— What this task involves —
Collect every line in the data below that contains the word "bird", and copy each of those lines in full.
start Input data
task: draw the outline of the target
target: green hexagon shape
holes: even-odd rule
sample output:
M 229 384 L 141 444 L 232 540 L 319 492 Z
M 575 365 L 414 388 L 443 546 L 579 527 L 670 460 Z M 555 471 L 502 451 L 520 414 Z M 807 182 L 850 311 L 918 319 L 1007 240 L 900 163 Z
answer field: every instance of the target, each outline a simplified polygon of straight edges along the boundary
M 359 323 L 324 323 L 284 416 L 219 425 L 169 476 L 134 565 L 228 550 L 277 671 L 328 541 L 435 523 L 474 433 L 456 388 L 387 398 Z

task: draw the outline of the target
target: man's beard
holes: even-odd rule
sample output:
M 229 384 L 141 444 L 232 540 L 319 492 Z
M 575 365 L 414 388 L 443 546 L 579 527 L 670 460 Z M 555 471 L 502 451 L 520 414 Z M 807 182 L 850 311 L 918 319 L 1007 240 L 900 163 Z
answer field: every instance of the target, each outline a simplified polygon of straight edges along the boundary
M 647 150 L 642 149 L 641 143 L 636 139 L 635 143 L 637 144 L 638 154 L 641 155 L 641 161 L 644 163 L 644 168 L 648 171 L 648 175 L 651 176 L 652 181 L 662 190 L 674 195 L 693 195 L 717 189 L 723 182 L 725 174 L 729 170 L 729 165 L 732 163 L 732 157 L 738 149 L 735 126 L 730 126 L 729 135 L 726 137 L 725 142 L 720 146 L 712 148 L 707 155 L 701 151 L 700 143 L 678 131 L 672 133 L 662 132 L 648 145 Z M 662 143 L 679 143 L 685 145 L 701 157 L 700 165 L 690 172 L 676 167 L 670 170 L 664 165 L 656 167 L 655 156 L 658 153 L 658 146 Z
end Input data
start Input data
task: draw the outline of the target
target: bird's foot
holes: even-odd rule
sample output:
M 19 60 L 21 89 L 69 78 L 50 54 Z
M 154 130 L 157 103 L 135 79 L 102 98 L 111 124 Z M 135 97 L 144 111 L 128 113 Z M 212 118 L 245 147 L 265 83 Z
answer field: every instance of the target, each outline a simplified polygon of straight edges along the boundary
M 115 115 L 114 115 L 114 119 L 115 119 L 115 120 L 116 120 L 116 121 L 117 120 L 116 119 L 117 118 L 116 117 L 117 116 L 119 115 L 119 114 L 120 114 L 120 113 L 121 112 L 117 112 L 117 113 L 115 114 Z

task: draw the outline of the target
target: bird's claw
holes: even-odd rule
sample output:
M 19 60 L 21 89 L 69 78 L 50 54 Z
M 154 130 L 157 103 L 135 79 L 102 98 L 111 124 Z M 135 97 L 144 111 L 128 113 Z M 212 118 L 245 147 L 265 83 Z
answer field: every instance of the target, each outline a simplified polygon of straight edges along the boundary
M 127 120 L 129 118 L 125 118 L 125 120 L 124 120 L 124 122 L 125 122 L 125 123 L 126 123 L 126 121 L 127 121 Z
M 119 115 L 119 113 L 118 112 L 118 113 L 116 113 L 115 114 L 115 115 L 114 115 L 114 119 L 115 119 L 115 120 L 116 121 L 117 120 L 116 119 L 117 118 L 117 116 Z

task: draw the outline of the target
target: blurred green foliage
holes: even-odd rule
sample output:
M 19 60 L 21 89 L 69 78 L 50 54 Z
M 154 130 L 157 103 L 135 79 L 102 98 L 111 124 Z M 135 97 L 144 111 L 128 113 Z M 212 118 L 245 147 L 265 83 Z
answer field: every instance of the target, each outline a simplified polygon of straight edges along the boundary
end Input data
— Finished answer —
target: bird's foot
target: bird's claw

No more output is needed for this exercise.